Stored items
• • • • • • •
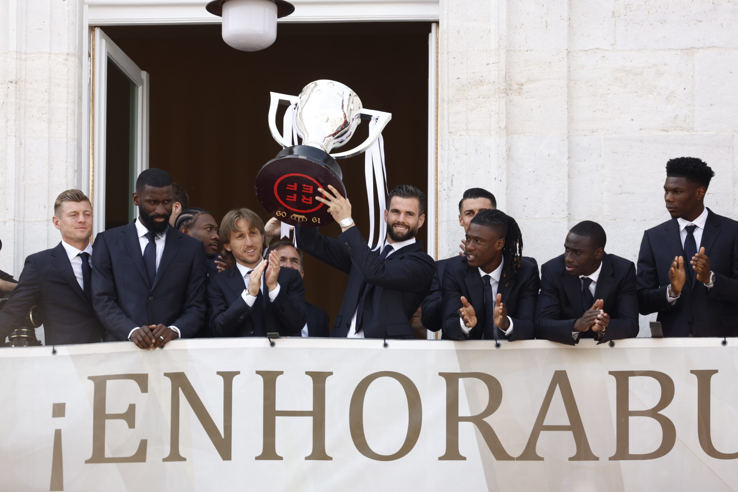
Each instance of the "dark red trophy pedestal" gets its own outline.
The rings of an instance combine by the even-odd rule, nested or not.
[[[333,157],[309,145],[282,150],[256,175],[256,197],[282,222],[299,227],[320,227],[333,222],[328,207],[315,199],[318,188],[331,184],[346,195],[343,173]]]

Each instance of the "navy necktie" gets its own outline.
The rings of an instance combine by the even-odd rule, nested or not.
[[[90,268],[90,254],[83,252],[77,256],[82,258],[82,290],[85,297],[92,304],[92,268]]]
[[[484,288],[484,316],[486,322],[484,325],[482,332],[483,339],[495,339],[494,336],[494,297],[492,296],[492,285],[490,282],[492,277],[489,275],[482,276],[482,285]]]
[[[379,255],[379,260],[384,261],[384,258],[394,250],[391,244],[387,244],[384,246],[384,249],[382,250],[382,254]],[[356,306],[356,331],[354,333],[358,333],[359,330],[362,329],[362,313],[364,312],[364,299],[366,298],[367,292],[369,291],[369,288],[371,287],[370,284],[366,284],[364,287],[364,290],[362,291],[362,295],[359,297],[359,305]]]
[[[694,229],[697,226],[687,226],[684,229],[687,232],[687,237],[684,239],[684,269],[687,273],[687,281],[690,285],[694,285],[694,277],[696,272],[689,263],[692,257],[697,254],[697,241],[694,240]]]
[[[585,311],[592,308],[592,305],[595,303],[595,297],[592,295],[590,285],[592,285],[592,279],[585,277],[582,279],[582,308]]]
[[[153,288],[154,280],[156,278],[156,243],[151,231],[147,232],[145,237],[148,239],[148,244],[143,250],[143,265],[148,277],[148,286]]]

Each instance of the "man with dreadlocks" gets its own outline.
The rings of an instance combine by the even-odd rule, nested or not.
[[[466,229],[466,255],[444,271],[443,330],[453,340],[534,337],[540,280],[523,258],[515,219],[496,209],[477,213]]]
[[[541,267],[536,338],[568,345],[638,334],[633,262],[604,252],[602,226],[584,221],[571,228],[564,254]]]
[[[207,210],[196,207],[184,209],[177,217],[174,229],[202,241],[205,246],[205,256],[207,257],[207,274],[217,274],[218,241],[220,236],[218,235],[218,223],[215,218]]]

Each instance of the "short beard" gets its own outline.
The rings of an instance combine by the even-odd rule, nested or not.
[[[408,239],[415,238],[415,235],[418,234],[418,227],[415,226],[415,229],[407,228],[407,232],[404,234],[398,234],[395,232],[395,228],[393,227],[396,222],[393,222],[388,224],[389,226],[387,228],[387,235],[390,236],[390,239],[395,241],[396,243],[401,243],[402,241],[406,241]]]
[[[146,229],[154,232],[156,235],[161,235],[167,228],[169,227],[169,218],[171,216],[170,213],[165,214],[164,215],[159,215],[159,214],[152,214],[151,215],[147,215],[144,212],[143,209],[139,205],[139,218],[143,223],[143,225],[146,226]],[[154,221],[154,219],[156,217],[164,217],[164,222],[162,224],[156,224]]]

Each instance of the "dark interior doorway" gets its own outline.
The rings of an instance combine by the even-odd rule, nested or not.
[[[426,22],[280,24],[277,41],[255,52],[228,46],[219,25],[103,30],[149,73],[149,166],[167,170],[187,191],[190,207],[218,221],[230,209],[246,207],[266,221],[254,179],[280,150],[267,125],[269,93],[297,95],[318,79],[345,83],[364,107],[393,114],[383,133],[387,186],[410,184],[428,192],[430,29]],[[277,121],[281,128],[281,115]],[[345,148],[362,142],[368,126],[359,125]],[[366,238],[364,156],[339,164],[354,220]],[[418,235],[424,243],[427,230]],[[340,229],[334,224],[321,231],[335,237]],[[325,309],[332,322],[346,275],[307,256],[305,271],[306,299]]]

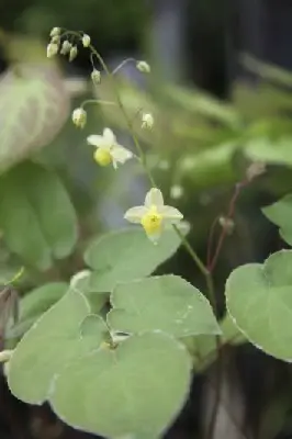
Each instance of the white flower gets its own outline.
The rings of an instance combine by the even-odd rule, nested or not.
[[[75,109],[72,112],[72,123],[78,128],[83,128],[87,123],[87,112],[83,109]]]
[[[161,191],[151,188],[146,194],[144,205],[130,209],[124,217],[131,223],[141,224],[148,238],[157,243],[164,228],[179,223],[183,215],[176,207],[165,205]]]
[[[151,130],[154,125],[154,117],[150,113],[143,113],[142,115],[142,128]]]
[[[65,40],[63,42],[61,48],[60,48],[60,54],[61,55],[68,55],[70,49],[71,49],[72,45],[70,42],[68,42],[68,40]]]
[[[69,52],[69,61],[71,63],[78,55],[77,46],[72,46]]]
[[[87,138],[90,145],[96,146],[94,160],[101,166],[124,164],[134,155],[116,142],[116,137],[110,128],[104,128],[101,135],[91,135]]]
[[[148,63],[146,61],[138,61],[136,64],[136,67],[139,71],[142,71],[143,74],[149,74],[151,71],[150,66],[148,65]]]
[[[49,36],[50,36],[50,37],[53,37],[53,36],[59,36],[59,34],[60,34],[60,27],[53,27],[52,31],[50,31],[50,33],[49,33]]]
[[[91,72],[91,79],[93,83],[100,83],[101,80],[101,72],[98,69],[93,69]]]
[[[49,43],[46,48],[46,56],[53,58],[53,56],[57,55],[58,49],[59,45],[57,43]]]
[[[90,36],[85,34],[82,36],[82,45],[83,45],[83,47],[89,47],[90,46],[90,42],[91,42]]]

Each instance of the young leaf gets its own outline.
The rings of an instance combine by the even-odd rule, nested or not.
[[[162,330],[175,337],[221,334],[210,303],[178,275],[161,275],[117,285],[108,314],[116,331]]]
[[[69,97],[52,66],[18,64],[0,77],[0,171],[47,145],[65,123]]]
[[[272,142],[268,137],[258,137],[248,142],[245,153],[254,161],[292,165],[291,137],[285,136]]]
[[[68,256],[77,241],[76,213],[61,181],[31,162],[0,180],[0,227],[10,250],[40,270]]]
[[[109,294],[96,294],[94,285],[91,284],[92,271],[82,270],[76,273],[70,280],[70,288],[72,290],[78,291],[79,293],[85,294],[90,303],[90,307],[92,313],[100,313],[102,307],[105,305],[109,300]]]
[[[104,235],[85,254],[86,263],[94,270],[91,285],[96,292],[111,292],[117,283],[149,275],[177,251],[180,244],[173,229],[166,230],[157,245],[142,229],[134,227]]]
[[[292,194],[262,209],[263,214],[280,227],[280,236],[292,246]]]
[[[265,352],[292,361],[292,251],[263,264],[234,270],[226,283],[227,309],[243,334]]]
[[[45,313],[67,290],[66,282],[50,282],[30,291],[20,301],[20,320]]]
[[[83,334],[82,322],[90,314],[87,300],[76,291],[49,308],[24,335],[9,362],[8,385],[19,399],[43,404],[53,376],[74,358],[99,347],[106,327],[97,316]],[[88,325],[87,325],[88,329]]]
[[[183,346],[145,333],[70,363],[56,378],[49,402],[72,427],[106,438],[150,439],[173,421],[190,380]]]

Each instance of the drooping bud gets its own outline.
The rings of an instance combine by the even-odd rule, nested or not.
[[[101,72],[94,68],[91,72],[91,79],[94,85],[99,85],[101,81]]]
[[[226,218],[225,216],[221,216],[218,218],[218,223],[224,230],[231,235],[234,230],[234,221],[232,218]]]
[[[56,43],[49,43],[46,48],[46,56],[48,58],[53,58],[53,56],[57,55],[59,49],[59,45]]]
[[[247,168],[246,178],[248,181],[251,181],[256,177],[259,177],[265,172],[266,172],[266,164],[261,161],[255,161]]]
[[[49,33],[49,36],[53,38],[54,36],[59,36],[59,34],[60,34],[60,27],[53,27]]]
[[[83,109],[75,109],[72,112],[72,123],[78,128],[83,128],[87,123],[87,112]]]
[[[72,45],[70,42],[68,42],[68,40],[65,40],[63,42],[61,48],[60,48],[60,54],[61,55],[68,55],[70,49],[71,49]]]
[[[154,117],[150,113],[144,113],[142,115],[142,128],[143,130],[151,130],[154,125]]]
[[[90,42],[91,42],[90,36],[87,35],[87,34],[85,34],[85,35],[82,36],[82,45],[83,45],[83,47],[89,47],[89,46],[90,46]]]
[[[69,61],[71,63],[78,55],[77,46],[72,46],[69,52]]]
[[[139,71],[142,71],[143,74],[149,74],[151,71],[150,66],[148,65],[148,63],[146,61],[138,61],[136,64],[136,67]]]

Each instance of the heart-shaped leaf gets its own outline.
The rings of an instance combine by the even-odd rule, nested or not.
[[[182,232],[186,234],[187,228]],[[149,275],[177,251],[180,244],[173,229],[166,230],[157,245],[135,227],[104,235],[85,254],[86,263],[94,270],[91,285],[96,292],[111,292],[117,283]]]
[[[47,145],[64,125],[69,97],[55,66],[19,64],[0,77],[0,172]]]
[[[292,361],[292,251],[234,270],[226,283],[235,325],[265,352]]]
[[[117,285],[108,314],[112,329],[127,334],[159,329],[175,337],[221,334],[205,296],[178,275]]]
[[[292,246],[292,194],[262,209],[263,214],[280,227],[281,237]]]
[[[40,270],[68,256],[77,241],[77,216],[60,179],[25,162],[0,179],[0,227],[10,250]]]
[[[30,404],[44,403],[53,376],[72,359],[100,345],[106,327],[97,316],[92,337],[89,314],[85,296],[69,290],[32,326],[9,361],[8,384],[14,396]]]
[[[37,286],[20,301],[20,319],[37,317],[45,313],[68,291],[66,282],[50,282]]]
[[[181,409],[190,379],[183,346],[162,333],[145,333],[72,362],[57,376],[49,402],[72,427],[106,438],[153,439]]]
• • • • • • •
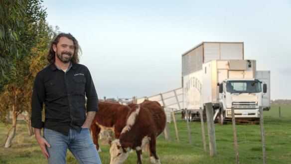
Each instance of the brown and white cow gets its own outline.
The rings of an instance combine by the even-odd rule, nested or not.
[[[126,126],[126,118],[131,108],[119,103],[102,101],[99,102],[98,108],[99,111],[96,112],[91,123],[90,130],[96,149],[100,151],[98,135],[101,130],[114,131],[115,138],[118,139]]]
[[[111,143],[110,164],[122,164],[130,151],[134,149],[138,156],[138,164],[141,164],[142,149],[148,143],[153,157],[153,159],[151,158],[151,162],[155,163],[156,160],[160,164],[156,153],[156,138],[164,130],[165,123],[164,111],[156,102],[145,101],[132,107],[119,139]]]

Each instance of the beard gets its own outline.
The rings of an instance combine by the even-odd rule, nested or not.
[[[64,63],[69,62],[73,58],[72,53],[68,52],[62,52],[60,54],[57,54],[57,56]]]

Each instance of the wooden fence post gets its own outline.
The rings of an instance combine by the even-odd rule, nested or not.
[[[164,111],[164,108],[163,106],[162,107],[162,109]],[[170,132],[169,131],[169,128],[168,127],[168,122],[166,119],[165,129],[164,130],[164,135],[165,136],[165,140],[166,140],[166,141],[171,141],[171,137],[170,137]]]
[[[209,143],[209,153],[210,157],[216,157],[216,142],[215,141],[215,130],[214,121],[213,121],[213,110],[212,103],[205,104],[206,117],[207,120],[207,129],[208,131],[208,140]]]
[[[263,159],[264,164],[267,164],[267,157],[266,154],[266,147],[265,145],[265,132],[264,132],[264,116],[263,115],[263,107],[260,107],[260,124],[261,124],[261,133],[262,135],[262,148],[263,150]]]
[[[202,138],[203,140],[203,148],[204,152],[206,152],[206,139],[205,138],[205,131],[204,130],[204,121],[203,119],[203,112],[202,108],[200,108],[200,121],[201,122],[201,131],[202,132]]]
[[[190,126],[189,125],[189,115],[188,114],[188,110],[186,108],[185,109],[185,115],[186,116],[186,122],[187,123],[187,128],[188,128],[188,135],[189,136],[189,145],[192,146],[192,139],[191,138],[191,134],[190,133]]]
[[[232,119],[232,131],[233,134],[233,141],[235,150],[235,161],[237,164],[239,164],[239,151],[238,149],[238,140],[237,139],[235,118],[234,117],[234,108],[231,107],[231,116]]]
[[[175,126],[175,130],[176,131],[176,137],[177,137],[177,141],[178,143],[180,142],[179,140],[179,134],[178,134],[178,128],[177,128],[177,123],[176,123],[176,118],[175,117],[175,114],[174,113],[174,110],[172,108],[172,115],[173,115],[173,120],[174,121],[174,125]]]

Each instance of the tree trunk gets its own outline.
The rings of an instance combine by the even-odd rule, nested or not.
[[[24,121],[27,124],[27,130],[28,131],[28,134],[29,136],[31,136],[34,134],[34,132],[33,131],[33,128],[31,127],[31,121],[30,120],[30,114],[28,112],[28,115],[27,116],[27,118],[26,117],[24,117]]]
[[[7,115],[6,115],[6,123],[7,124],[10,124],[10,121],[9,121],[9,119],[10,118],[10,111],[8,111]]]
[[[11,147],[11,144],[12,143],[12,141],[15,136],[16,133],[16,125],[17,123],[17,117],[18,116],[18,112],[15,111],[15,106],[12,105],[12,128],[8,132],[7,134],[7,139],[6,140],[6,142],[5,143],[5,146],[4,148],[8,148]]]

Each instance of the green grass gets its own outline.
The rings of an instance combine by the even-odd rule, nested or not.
• • • • • • •
- [Objective]: Pick out every line of the records above that contains the string "beard", and copy each one. Matching is case-sensitive.

- [Written answer]:
Each instance of the "short beard" gets its own outline.
Each instance of the beard gets its own outline.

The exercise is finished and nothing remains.